▶ _TEXT SHOWN_:

• Climate Strike

 

Open Call for Proposals: Apply for the RISE Grants Challenge


Jun 20, 2022 | IUCN
View Original

In 2022, the world is arguably facing multiple overlapping pandemics - COVID-19 itself together with gender-based violence (GBV), climate change and biodiversity loss.

Gender-based violence and environment linkages are complex and multi-layered; however, these threats to human rights and healthy ecosystems are not insurmountable. Urgent action to end GBV, promote gender equality and social inclusion and protect the environment is crucial – and requires cooperation and shared commitment across sectors.

Following lessons and promising practices from the previous two RISE phases, the International Union for Conservation of Nature (IUCN), under its partnership with the United States Agency for International Development (USAID) on Advancing Gender in the Environment (AGENT) and its Gender-Based Violence and Environment Linkages Center (GBV-ENV Center) will continue to support evidence-based strategies to address gender-based violence in environment and climate-related programming. RISE will invest in:

  1. new interventions that address GBV in environment sectors;
  2. integrated approaches that embed GBV components in existing environmental programming or related activities; and
  3. existing GBV-environment programming that aims to continue, scale up or replicate an intervention.

RISE anticipates funding between three and six projects of USD 100,000 – USD 400,000 each, with implementation timelines of 18-24 months in one or more targeted geographies. RISE grantees participate as a RISE learning cohort and benefit from technical support and a community of practice from IUCN and partners via the GBV-ENV Center. In 2022, RISE priorities include: generating learning on promising practices for addressing gender-based violence in climate-vulnerable contexts and in relation to protecting the rights and safety of environmental defenders, as well as adaptive management in the context of the ongoing COVID-19 pandemic.

▶ _THE TASK_:
From the RISE grants announcement, extract everything from "In 2022, the" down to "commitment across sectors.".

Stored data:
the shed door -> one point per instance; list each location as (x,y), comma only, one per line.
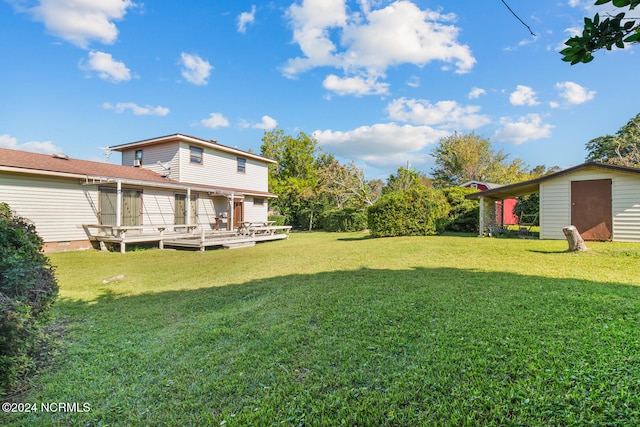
(591,208)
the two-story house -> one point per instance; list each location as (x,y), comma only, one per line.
(162,184)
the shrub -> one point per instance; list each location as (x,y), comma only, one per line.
(347,219)
(27,289)
(277,219)
(419,211)
(464,213)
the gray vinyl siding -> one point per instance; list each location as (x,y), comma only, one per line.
(555,211)
(626,208)
(555,204)
(219,168)
(57,206)
(153,156)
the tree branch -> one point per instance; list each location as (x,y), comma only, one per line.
(518,18)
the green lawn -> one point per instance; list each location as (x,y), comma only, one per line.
(339,329)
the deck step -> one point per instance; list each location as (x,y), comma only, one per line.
(237,245)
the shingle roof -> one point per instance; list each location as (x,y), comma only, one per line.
(533,186)
(84,168)
(23,161)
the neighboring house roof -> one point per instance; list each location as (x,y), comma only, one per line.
(533,186)
(489,185)
(213,144)
(23,161)
(63,166)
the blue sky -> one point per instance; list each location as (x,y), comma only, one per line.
(377,82)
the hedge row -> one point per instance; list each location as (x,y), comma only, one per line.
(27,289)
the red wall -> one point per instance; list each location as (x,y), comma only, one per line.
(508,216)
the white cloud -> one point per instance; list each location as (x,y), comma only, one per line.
(106,67)
(414,81)
(529,127)
(574,94)
(196,70)
(444,114)
(383,144)
(80,21)
(245,19)
(476,93)
(355,85)
(267,123)
(215,120)
(523,95)
(370,41)
(136,109)
(44,147)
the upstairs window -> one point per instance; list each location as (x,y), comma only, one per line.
(242,165)
(195,155)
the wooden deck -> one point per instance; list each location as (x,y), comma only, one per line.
(190,238)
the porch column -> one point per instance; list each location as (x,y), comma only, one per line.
(187,220)
(481,225)
(231,206)
(118,203)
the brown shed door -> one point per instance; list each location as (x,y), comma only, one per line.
(591,208)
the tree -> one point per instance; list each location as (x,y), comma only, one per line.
(597,34)
(294,178)
(461,158)
(419,211)
(623,148)
(344,185)
(406,179)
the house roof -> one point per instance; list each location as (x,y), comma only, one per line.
(63,166)
(213,144)
(533,186)
(489,185)
(59,164)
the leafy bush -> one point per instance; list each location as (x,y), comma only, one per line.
(277,219)
(27,289)
(419,211)
(464,213)
(348,219)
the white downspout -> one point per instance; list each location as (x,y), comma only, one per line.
(118,203)
(188,207)
(481,225)
(231,209)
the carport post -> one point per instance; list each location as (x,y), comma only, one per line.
(481,225)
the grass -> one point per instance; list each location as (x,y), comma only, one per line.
(339,329)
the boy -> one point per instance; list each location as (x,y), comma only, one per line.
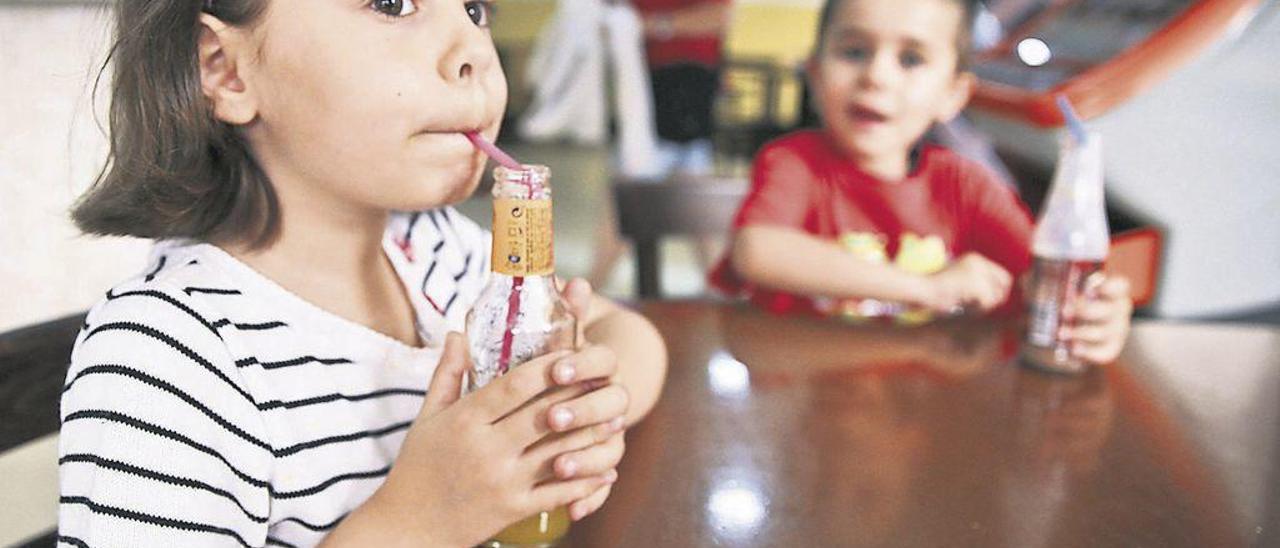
(859,219)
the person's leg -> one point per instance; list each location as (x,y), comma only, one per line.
(638,136)
(566,69)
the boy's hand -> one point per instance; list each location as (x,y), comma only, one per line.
(972,281)
(1098,327)
(471,466)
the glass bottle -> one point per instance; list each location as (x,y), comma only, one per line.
(1069,245)
(520,314)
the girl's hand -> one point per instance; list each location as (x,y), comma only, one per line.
(602,455)
(1098,328)
(471,466)
(972,281)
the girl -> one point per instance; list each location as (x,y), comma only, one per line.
(265,382)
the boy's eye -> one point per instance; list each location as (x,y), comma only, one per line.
(480,12)
(912,59)
(854,53)
(394,8)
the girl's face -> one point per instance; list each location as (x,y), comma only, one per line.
(362,103)
(885,72)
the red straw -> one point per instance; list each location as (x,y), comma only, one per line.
(513,297)
(493,151)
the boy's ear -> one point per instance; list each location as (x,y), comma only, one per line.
(958,96)
(220,50)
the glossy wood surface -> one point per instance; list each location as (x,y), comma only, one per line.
(795,433)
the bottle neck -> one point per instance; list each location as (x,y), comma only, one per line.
(522,245)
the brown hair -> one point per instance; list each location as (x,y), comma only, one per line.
(964,35)
(174,170)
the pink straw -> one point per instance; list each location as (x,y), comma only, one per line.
(493,151)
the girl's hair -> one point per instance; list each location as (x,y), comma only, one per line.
(174,170)
(964,35)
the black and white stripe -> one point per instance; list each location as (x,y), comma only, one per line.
(205,405)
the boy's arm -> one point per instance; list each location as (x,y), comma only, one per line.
(798,263)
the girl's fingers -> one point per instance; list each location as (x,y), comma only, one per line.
(588,506)
(574,441)
(594,460)
(562,493)
(577,292)
(1114,288)
(512,391)
(1101,352)
(529,425)
(547,415)
(594,407)
(590,362)
(446,386)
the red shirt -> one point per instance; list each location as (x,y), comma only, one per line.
(945,208)
(699,49)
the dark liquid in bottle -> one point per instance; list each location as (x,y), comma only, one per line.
(1056,284)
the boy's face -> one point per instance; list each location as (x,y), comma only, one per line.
(885,72)
(361,104)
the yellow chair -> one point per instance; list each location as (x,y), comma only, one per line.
(766,46)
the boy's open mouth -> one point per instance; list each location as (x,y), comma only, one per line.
(864,114)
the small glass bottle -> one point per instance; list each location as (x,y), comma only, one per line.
(1069,245)
(520,314)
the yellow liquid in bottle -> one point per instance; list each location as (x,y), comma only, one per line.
(542,529)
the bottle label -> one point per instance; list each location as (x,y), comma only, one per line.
(1056,284)
(522,237)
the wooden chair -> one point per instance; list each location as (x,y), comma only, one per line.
(649,211)
(1137,255)
(32,370)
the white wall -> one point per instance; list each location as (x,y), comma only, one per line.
(50,149)
(1201,154)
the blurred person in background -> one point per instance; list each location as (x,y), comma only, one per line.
(860,219)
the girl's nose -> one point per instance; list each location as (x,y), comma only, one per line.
(471,53)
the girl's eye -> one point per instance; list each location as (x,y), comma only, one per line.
(394,8)
(480,12)
(910,59)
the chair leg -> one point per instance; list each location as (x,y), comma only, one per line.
(647,270)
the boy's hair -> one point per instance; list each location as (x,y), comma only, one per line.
(173,169)
(964,35)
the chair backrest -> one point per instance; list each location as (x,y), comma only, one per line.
(32,369)
(679,206)
(1137,255)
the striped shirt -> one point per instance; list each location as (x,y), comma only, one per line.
(208,406)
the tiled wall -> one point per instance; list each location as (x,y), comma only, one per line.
(50,149)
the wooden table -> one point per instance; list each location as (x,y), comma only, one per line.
(796,433)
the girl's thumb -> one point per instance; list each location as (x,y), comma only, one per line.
(446,384)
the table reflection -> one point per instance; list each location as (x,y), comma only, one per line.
(789,432)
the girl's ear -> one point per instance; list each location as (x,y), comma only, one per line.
(220,50)
(956,97)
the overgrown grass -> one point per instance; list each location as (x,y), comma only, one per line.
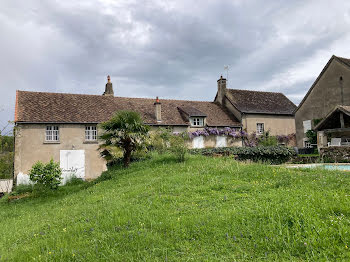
(205,209)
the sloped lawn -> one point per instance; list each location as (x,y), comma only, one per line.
(207,209)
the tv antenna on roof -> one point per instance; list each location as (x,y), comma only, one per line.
(226,68)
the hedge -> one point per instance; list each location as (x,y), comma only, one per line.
(269,154)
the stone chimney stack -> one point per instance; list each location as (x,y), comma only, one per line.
(109,88)
(221,90)
(158,106)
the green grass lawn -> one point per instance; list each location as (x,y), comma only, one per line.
(206,209)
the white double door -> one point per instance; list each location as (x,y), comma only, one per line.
(72,163)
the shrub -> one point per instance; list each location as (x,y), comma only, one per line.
(160,140)
(126,131)
(270,154)
(46,175)
(267,140)
(6,165)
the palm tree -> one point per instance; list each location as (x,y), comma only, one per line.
(126,131)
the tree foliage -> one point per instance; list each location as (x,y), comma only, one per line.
(125,130)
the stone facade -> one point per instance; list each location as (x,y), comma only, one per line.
(332,88)
(30,147)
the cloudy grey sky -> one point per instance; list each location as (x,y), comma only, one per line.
(172,49)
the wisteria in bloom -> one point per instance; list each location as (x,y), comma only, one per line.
(285,138)
(227,131)
(250,140)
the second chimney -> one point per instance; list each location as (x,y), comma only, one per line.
(109,88)
(221,90)
(158,106)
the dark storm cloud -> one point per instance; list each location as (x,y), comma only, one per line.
(173,49)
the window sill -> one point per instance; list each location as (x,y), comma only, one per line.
(90,142)
(52,142)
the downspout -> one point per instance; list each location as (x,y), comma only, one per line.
(341,90)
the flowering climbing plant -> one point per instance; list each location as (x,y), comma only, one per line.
(250,140)
(227,131)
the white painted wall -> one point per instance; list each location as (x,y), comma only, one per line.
(221,141)
(6,185)
(72,163)
(198,142)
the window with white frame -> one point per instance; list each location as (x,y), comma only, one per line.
(260,128)
(197,121)
(307,144)
(52,133)
(91,133)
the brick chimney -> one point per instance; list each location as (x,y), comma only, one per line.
(221,90)
(109,88)
(158,107)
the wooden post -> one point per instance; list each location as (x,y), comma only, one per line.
(341,120)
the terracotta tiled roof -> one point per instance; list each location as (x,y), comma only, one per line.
(41,107)
(191,111)
(248,101)
(344,60)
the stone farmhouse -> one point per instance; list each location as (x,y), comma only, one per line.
(327,98)
(65,126)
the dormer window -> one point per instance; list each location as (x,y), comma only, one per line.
(197,121)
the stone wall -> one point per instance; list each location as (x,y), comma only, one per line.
(337,154)
(324,97)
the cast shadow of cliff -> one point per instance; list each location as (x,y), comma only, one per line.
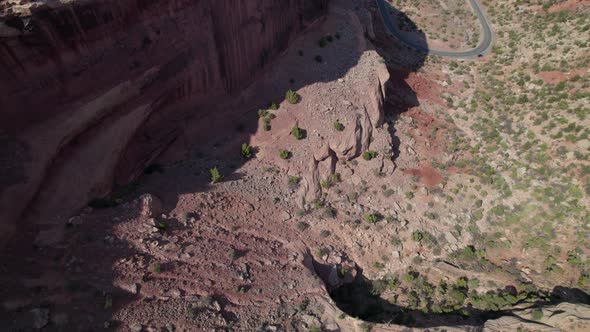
(213,135)
(324,54)
(362,298)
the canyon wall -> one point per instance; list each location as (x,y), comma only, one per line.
(93,90)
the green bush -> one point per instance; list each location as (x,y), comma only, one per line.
(266,124)
(369,154)
(537,314)
(294,180)
(371,218)
(246,151)
(262,113)
(331,180)
(292,97)
(417,235)
(215,175)
(298,133)
(284,154)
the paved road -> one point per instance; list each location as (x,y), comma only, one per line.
(483,48)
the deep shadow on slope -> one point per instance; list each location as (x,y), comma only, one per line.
(75,274)
(359,299)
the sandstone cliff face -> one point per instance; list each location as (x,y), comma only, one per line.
(94,90)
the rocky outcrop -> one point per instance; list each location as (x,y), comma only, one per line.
(354,140)
(94,90)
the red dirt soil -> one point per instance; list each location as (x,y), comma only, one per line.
(428,175)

▶ _TASK SOLUTION_:
In 2022, the world is arguably facing multiple overlapping pandemics - COVID-19 itself together with gender-based violence (GBV), climate change and biodiversity loss.

Gender-based violence and environment linkages are complex and multi-layered; however, these threats to human rights and healthy ecosystems are not insurmountable. Urgent action to end GBV, promote gender equality and social inclusion and protect the environment is crucial – and requires cooperation and shared commitment across sectors.